FRAGMENTO DEL DOCUMENTO =

════════════════════

A través de esa revista que leí en mi adolescencia seguía una serie de temas que se discutían en mi casa, temas que tenían que ver con la militancia política, con el compromiso político, con las discusiones sobre la famosa polémica entre Sartre y Camus, el existencialismo, es decir: cierta agenda de la década del 60 donde gran parte de los escritores tenían, además de su literatura, una militancia cultural o incluso partidaria.
Otra cuestión que me llamó la atención y me interesó de la figura de Abelardo fue que, a pesar de que tenía ese pensamiento político de izquierda marxista, no creía necesario que se reflejara en su obra de ficción. Esa es una postura que siempre he compartido, desde el punto de vista estético. Es decir, no hay por qué ligar la obra literaria con el pensamiento político o filosófico; para mí la literatura tiene mucho más que ver con ficciones desplazadas, a veces atemporales y con mundos relativamente autónomos de lo real. No es que lo otro esté negado en su obra; por supuesto que en novelas de largo aliento aparecen lecturas políticas de la realidad, personajes que hacen referencia a la política, pero no es el énfasis principal. Y él además ha escrito literatura fantástica a lo largo de toda su obra, sobre todo en sus ficciones cortas, de manera que ese es otro aspecto no tan común en esa época y que yo rescataría.
Creo que lo pudo desarrollar porque nunca fue un militante adscripto a una corriente partidaria. Eso le daba cierta
libertad individual. No sentía esa obligación que quizás muchos sintieron en la época de mirar la realidad de determinada manera y dar testimonio de determinadas cuestiones, la imantación tan poderosa de lo político en esa generación.
Conocí personalmente a Abelardo mucho después, cuando me vine a vivir a Buenos Aires, a los veintidós. Y a los veintitrés quise participar de su taller. En ese momento él no quería o no podía ampliar su grupo y me derivó al taller de Liliana Heker. De hecho, conocí a Abelardo en una reunión de las que se organizaban en la casa de Heker, con motivo de un premio o la presentación de una novela. Para esa época yo había leído sus libros de cuentos: Cuentos crueles, Las otras puertas. Para mí también era una referencia como escritor de cuentos. Eso está más o menos condensado en un libro mío, La mujer del maestro. Si bien no tiene que ver con el Abelardo real, hay algo en el modo de hablar de un personaje de esa novela, el escritor Jordán, que evoca cierta forma estentórea que tenía Abelardo de dirigir el coro de sus acólitos y de imponer su forma de ver las cosas, su humor, sus anécdotas. Es algo muy característico de él.

════════════════════

DATOS PROPORCIONADOS =
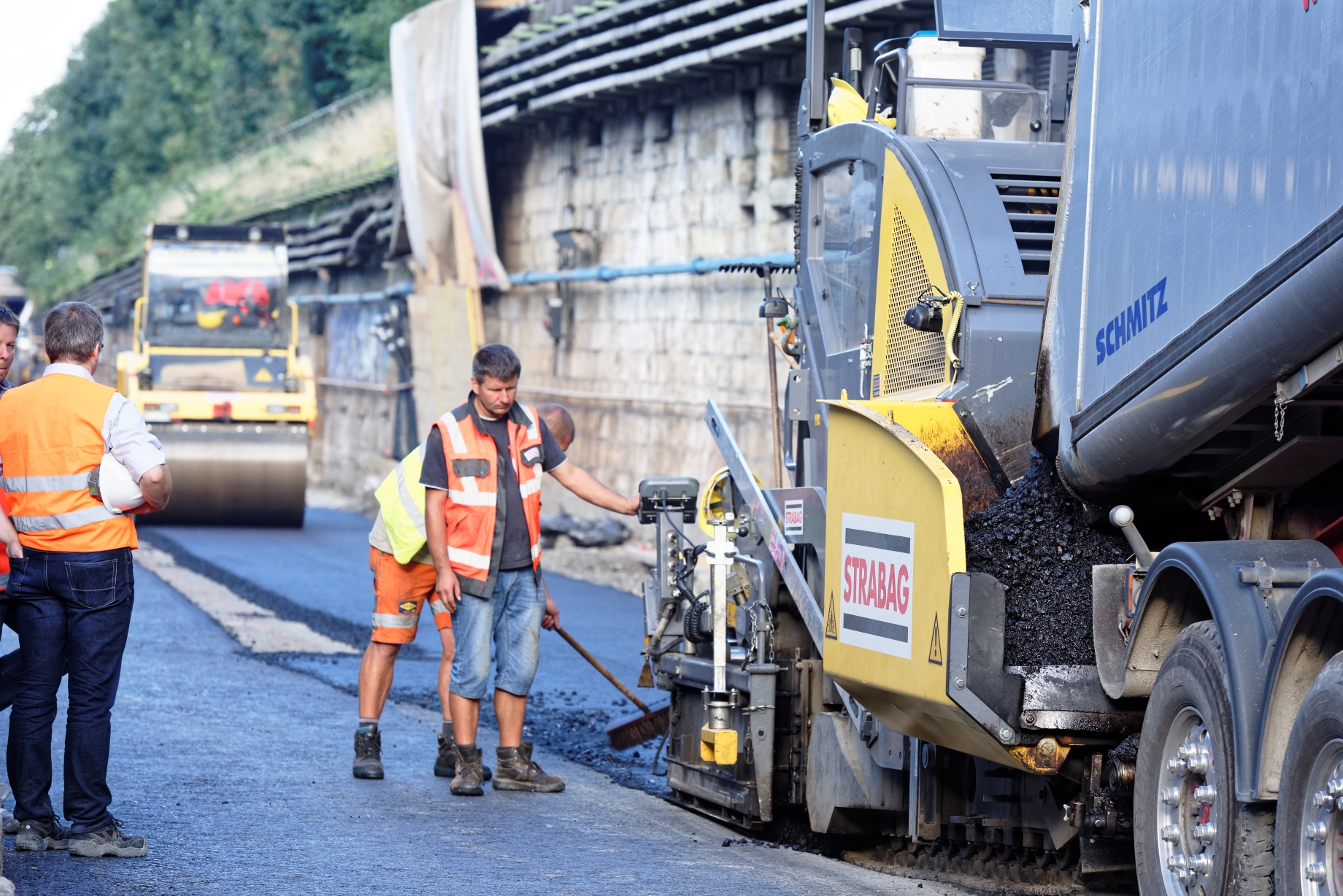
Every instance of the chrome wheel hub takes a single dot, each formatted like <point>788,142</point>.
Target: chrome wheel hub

════════════════════

LAS TAREAS =
**1)** Reescribe en forma de lista el párrafo del fragmento que comienza con "Otra cuestión que me llamó la atención", conservando sus datos principales.
**2)** Según el fragmento, ¿a qué edad se fue a vivir a Buenos Aires quien narra?
**3)** Enumera todos los títulos de libros que se mencionan en el fragmento.
El material constituye un conjunto aparte, independiente del fragmento.

RESPUESTAS POR TAREA =
**1)**
- Abelardo tenía un pensamiento político de izquierda marxista, pero no creía necesario que se reflejara en su obra de ficción.
- Comparto esa postura desde el punto de vista estético: no hay por qué ligar la obra literaria con el pensamiento político o filosófico.
- Para mí, la literatura tiene más que ver con ficciones desplazadas, a veces atemporales, y con mundos relativamente autónomos de lo real.
- Lo político no está negado en su obra: en novelas de largo aliento aparecen lecturas políticas de la realidad y personajes que hacen referencia a la política, aunque no es el énfasis principal.
- Además, escribió literatura fantástica a lo largo de toda su obra, sobre todo en sus ficciones cortas, algo no tan común en esa época y que yo rescataría.

**2)** A los veintidós años.

**3)**
- Cuentos crueles
- Las otras puertas
- La mujer del maestro